Identity Propagation Patterns in AI Agent Microservice Platforms

Executive Summary

When a request enters an AI agent platform through an API gateway, it carries a verified identity — a human user, an agent, or a service. The central challenge is how that identity travels through a chain of microservices without re-authenticating at every hop. Five distinct patterns exist, each representing a different point on the trust-vs-complexity spectrum: JWT passthrough (cheapest, tightest coupling), internal JWT minting (edge-terminated trust), opaque token introspection (real-time revocation at the cost of latency), serialized proto principal (maximum performance, network-trust model), and mesh-level SPIFFE/mTLS identity (zero-trust cryptographic workload identity). For AI agent platforms specifically, the challenge is compounded by multiple principal kinds — Human, Agent, Service — and delegation chains where an agent acts on behalf of a human across long-running, multi-hop sessions. The serialized proto principal pattern (used by Netflix's Passport, and implemented in cws-core) offers the best latency profile for intra-cluster traffic and fits the "verify once at the edge, trust inside the mesh" model that dominates production-scale platforms.
■ ■ ■ ■ ■
Required task a: Display every row that contains the string "steeple", treating uppercase and lowercase as different.
The identity propagation summary and the rows are unrelated and should be treated separately.
■ ■ ■ ■ ■
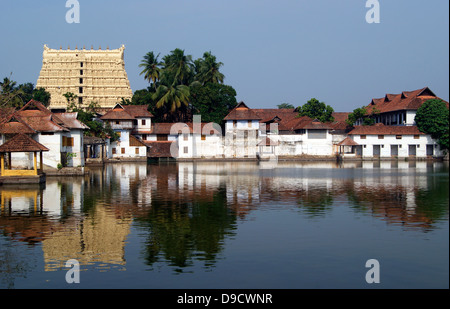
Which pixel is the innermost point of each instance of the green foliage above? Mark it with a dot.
(316, 110)
(173, 83)
(432, 118)
(213, 101)
(285, 106)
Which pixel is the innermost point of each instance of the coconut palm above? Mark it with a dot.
(151, 67)
(208, 69)
(174, 99)
(178, 68)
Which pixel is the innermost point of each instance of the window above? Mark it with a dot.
(317, 134)
(161, 137)
(67, 141)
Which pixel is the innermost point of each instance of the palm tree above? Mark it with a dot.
(178, 68)
(174, 99)
(151, 67)
(208, 69)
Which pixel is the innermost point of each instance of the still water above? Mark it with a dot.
(229, 225)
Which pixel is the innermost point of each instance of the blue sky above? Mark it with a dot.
(273, 51)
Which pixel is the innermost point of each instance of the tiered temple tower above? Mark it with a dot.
(92, 75)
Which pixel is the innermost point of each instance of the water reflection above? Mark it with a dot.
(186, 211)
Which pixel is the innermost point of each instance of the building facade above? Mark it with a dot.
(92, 75)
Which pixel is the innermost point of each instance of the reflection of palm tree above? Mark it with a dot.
(181, 231)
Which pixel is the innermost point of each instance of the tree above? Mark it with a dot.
(285, 106)
(173, 100)
(213, 101)
(432, 118)
(207, 69)
(316, 110)
(10, 94)
(178, 68)
(151, 67)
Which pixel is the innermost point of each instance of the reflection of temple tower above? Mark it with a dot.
(92, 75)
(99, 238)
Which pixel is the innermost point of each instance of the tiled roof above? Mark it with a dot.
(15, 125)
(242, 112)
(385, 130)
(22, 143)
(348, 142)
(127, 112)
(407, 100)
(35, 117)
(267, 142)
(158, 149)
(69, 120)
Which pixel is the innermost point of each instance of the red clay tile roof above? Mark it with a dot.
(348, 142)
(407, 100)
(267, 142)
(385, 130)
(15, 125)
(158, 149)
(22, 143)
(127, 112)
(242, 112)
(69, 120)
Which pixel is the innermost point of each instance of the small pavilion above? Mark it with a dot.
(347, 147)
(21, 143)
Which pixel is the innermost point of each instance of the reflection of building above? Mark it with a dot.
(97, 238)
(92, 75)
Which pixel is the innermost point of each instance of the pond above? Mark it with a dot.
(230, 225)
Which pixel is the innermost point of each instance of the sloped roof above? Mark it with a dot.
(22, 143)
(267, 142)
(69, 120)
(348, 142)
(158, 149)
(242, 112)
(407, 100)
(15, 125)
(385, 130)
(127, 112)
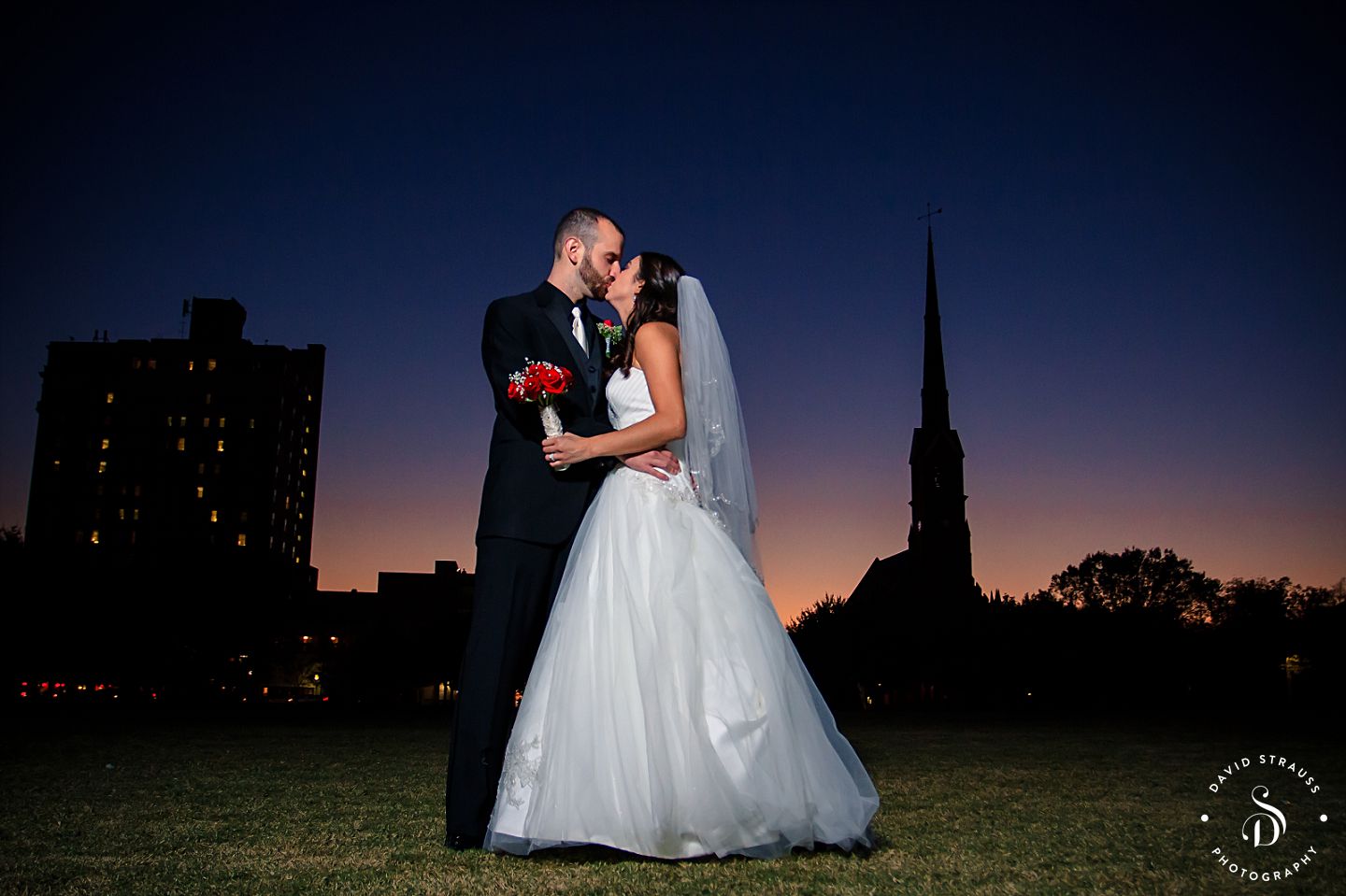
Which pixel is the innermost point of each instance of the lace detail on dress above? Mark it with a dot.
(522, 764)
(675, 490)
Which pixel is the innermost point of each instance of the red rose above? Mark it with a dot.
(552, 379)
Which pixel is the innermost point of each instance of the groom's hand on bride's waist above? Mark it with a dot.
(658, 463)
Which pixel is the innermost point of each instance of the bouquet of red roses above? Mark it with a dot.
(541, 382)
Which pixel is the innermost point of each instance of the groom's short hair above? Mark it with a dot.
(580, 223)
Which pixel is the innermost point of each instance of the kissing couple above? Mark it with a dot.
(666, 711)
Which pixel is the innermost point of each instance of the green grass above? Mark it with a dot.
(343, 804)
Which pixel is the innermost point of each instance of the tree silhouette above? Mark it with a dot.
(1155, 580)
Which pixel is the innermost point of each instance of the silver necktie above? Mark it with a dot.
(578, 327)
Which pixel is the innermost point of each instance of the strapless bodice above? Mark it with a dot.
(627, 404)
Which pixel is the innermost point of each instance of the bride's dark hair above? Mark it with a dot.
(657, 300)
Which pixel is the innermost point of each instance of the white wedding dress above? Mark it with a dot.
(667, 713)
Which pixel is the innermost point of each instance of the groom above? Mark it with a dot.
(529, 511)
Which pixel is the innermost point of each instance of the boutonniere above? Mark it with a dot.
(611, 333)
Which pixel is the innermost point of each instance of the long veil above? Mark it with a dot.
(716, 444)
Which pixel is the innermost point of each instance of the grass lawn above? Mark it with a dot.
(320, 802)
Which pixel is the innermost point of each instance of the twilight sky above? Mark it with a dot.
(1141, 266)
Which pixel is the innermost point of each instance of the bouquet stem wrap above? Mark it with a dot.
(552, 425)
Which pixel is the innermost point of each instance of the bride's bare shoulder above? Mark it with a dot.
(656, 333)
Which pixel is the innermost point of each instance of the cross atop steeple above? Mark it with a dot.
(935, 389)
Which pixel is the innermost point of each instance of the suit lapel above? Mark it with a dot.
(562, 324)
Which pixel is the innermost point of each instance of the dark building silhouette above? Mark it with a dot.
(158, 448)
(401, 644)
(937, 562)
(171, 509)
(915, 617)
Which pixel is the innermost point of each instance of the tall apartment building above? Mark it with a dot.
(178, 451)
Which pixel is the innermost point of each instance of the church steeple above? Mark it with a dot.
(935, 391)
(939, 538)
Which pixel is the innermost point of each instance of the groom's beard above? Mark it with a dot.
(595, 281)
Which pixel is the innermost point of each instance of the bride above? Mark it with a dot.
(667, 713)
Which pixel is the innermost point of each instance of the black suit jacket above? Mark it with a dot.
(523, 497)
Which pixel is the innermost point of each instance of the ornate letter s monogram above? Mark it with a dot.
(1272, 814)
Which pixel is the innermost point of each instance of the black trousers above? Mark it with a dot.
(514, 586)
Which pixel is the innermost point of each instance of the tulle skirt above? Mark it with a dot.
(667, 713)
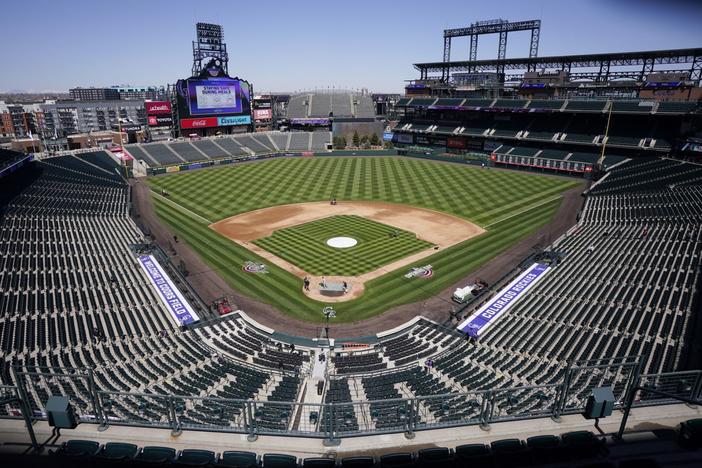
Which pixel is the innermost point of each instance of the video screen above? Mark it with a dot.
(218, 96)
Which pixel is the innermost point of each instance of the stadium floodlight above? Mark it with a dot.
(329, 313)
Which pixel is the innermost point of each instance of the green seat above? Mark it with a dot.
(277, 460)
(691, 433)
(196, 457)
(239, 459)
(118, 451)
(153, 454)
(434, 456)
(471, 450)
(318, 463)
(473, 455)
(357, 462)
(396, 459)
(80, 448)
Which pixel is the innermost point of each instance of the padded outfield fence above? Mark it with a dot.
(332, 421)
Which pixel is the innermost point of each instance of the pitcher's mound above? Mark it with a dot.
(341, 242)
■ ■ ■ ■ ■
Required task b: In the identity propagation summary, which pattern offers the best latency profile for intra-cluster traffic?

Solution a:
Which pixel is the innermost point of each instance of the cross atop steeple above? Mark it with a dot.
Which pixel is the innermost point of each instance of the church steeple above? Mark it with a dot.

Solution b: The serialized proto principal pattern.